PROVIDED DATA>
____
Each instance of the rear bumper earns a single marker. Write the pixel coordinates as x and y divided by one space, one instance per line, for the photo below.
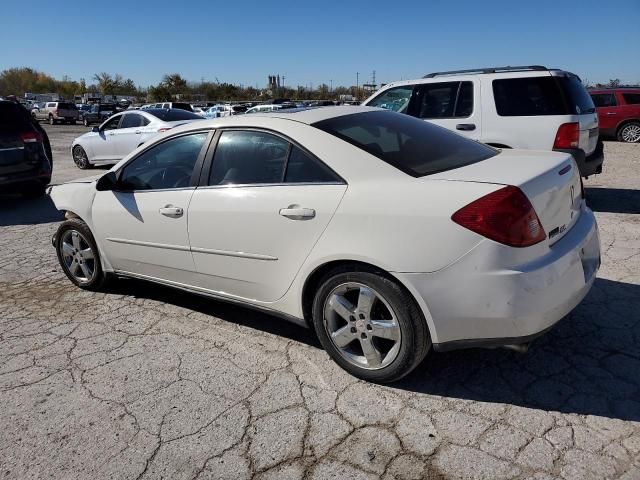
____
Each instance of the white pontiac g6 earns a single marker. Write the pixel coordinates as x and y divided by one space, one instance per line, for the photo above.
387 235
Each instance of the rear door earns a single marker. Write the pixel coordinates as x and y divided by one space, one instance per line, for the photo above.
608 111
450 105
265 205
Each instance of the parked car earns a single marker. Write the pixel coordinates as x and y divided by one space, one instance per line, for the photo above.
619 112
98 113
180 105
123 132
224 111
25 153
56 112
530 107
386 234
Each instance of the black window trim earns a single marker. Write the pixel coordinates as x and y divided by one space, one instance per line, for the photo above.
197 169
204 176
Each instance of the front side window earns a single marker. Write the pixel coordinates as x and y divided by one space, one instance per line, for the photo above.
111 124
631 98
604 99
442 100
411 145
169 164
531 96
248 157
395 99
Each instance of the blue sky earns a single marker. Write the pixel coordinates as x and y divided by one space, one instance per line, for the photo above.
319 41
____
WORK TO COMPLETE> List every line of the listing above that contains the word "window", matching its case exactly.

OUTPUT OF THE EXERCISE>
Each instance of the black window trim earns a single marker. Write the pixel coordinates as x and y divided by one space, one instance per line, for the photo above.
Each instance of the front side window earns a single marker. Write the pixel coordinates as x and y divided by one space, one instance per line, for the photo above.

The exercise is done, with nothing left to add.